= Work instruction =
Nothing but the data itself, reproduced exactly, is the expected answer.

= Data for this task =
=====

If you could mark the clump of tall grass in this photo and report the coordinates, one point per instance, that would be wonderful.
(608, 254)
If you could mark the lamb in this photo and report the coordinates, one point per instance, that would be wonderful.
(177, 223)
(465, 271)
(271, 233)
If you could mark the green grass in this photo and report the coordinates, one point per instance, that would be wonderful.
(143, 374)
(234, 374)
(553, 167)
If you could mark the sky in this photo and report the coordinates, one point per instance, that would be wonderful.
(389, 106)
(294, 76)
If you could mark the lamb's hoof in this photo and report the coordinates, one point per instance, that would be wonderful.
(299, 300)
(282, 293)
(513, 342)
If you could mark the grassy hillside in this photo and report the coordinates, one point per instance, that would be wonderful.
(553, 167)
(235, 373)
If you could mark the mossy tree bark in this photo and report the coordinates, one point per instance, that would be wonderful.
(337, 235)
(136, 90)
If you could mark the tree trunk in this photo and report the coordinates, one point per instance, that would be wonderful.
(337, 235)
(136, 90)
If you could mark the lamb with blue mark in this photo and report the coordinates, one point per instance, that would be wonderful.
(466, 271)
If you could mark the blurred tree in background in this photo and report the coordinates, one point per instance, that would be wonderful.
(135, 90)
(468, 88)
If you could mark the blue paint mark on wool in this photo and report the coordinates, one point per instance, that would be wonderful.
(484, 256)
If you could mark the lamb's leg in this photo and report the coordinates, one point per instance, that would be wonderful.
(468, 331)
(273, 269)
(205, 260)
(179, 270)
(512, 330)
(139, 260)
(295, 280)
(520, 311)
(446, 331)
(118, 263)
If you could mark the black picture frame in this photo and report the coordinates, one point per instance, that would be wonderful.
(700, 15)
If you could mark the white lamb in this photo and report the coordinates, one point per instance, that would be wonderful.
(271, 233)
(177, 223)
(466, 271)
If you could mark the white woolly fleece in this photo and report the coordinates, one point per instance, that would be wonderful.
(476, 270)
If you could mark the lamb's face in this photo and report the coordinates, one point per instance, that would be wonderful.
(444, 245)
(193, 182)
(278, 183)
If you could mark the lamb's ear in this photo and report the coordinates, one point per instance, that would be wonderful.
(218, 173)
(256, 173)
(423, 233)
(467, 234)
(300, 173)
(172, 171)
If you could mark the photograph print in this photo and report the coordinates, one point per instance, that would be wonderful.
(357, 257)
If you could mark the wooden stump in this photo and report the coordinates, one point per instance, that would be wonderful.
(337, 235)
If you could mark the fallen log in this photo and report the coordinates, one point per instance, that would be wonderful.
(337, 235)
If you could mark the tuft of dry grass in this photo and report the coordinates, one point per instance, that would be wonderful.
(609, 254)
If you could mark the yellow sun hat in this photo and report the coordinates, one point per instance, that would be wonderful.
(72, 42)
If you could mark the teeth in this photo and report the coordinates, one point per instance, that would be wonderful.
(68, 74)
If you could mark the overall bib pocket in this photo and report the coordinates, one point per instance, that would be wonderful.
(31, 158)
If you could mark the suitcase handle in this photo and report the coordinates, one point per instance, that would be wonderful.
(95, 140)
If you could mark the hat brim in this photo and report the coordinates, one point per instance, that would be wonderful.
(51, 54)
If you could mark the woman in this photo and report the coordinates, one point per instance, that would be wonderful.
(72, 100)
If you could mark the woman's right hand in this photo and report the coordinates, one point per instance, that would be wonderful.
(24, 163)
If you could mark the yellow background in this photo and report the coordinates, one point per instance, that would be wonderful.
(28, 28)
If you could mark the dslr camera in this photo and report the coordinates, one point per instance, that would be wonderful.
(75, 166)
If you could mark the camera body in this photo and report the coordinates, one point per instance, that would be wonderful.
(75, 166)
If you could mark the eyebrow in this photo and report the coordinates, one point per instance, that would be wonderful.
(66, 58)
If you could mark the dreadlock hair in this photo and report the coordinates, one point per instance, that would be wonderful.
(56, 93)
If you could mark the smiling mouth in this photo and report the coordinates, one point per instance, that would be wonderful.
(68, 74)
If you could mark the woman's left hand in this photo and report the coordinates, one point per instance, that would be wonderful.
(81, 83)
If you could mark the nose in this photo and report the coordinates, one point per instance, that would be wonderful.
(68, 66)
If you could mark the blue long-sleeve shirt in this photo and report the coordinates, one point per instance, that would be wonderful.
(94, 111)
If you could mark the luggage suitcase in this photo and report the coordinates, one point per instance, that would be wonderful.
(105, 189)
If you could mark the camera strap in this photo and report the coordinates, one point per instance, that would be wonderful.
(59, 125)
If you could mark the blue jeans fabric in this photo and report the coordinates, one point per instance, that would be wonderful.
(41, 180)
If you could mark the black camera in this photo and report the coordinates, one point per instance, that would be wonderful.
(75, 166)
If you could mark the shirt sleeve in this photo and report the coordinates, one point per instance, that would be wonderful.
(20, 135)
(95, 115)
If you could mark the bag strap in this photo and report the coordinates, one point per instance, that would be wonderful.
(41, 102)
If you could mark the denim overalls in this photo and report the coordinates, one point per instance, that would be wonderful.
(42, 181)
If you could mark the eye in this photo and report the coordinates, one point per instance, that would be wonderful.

=====

= Exercise response =
If you could mark the clump of tall grass in this photo and report the coordinates, one point per instance, that would be wonderful.
(608, 254)
If you could mark the lamb in this photo and report the coordinates, one point per instance, that would be wonderful.
(177, 223)
(465, 271)
(271, 233)
If you could mark the green grass in this photo and report the coordinates, one point per instance, that would be wonderful.
(143, 374)
(234, 374)
(553, 167)
If you could mark the sky in this photo and report the coordinates, one point per instance, that would be wonderful.
(389, 106)
(294, 76)
If you could mark the lamb's hoof in this photo and report the coordinates, one point per instance, that would be wonderful.
(299, 300)
(282, 293)
(513, 342)
If you could mark the grassy hillside in this photo and report the coordinates, one point per instance, that would be wonderful.
(553, 167)
(235, 373)
If you could mark the mossy tree bark in this photo and report the coordinates, one point per instance, that would be wonderful.
(337, 235)
(136, 90)
If you could mark the tree trunk in this photo and report the coordinates, one point per instance, that would be wonderful.
(337, 235)
(136, 90)
If you could mark the lamb with blue mark in this photo and report the coordinates, one point per instance, that would be wonderful.
(466, 271)
If you could mark the blurred tree in background in this photo and report the coordinates, one point per instance, that would be wonderful.
(135, 90)
(468, 88)
If you could mark the blue paint mark on wool in this photo and report the coordinates, one point per instance, that would be wonderful.
(484, 256)
If you could mark the lamb's leg in this photo and report the coordinates, one point per instance, that would be wonderful.
(468, 331)
(273, 269)
(205, 260)
(179, 270)
(512, 330)
(139, 260)
(295, 280)
(520, 311)
(446, 331)
(118, 263)
If you could mark the black picture frame in this photo and report the coordinates, one point per instance, that would be wonderful.
(700, 15)
If you could mark the white lamb in this photo and report the coordinates, one point per instance, that would be wonderful.
(271, 233)
(177, 223)
(466, 271)
If you could mark the white woolly fleece in this photo and report the coordinates, one point per instance, that would be wonderful.
(476, 270)
If you could mark the lamb's face in this photo and report the coordinates, one point per instance, that would be wonderful.
(444, 245)
(193, 182)
(278, 183)
If you could mark the lamb's ear in this photo and report the coordinates, one point per instance, that would be wonderful.
(218, 173)
(256, 173)
(423, 233)
(467, 234)
(300, 173)
(172, 171)
If you could mark the photograph print in this photo and report the coordinates, one point per instance, that would be wonderful.
(357, 257)
If you could mark the wooden stump in this photo and report the coordinates, one point per instance, that would be wonderful.
(337, 235)
If you could mark the fallen log in this photo and report the coordinates, one point per instance, that would be wonderful.
(337, 235)
If you could mark the tuft of dry grass in this photo and report the coordinates, one point per instance, that would be wonderful.
(609, 254)
If you could mark the yellow sun hat in this photo and report the coordinates, one point per instance, that would be wonderful.
(72, 42)
If you could mark the teeth in this photo and report the coordinates, one point per instance, that would be wonderful.
(68, 74)
If you could mark the overall bib pocket in this photo and report the coordinates, one point per instance, that would be wonderful.
(31, 158)
If you could mark the suitcase handle in this photo and report the coordinates, one point per instance, that would be wonderful.
(95, 140)
If you could mark the hat brim in this photo and report the coordinates, one point per instance, that would be wonderful.
(51, 54)
If you could mark the woman in this photo and report the coordinates, one point per instance, that would be wonderful.
(72, 100)
If you could mark the woman's right hand in this photo and report the coordinates, one point per instance, that would be wonderful.
(24, 163)
If you could mark the yellow background in this photo and report the coordinates, one point per instance, that would be wonderful.
(28, 28)
If you could mark the dslr camera in this photo and report the coordinates, one point per instance, that would be wonderful.
(75, 166)
If you could mark the camera body in this photo and report the coordinates, one point per instance, that would be wonderful.
(75, 166)
If you could mark the eyebrow in this photo and report the coordinates, one point per instance, that would be wonderful.
(66, 58)
If you could mark the dreadlock hair in this photo and report the coordinates, one point per instance, that would be wonderful.
(56, 93)
If you could mark the smiling mouth in this photo and report the coordinates, one point per instance, that would be wonderful.
(68, 74)
If you could mark the woman's left hand in this photo and report the coordinates, one point per instance, that would be wonderful.
(81, 83)
If you could mark the nose in this photo and report the coordinates, one point per instance, that would be wonderful.
(68, 66)
If you could mark the blue long-sleeve shirt in this photo and report the coordinates, one point per instance, that would be wonderful.
(94, 111)
If you could mark the luggage suitcase in this photo and report the coordinates, one point per instance, that would be wonderful.
(105, 189)
If you could mark the camera strap in this photo and report the coordinates, one point per instance, that would be wonderful.
(59, 125)
If you could mark the blue jeans fabric in this photo and report the coordinates, one point per instance, that would be wonderful.
(41, 180)
If you could mark the black camera in this photo and report the coordinates, one point per instance, that would be wonderful.
(75, 166)
If you could mark the shirt sleeve in this photo and report the coordinates, one point per instance, that would be wonderful.
(20, 135)
(95, 115)
If you could mark the bag strap in this photo and report the coordinates, one point per instance, that would be wonderful.
(41, 102)
If you could mark the denim overalls in this photo and report the coordinates, one point per instance, that would be wonderful.
(42, 181)
If you could mark the eye in this photo and report the coordinates, one point per instance, that would be wonderful.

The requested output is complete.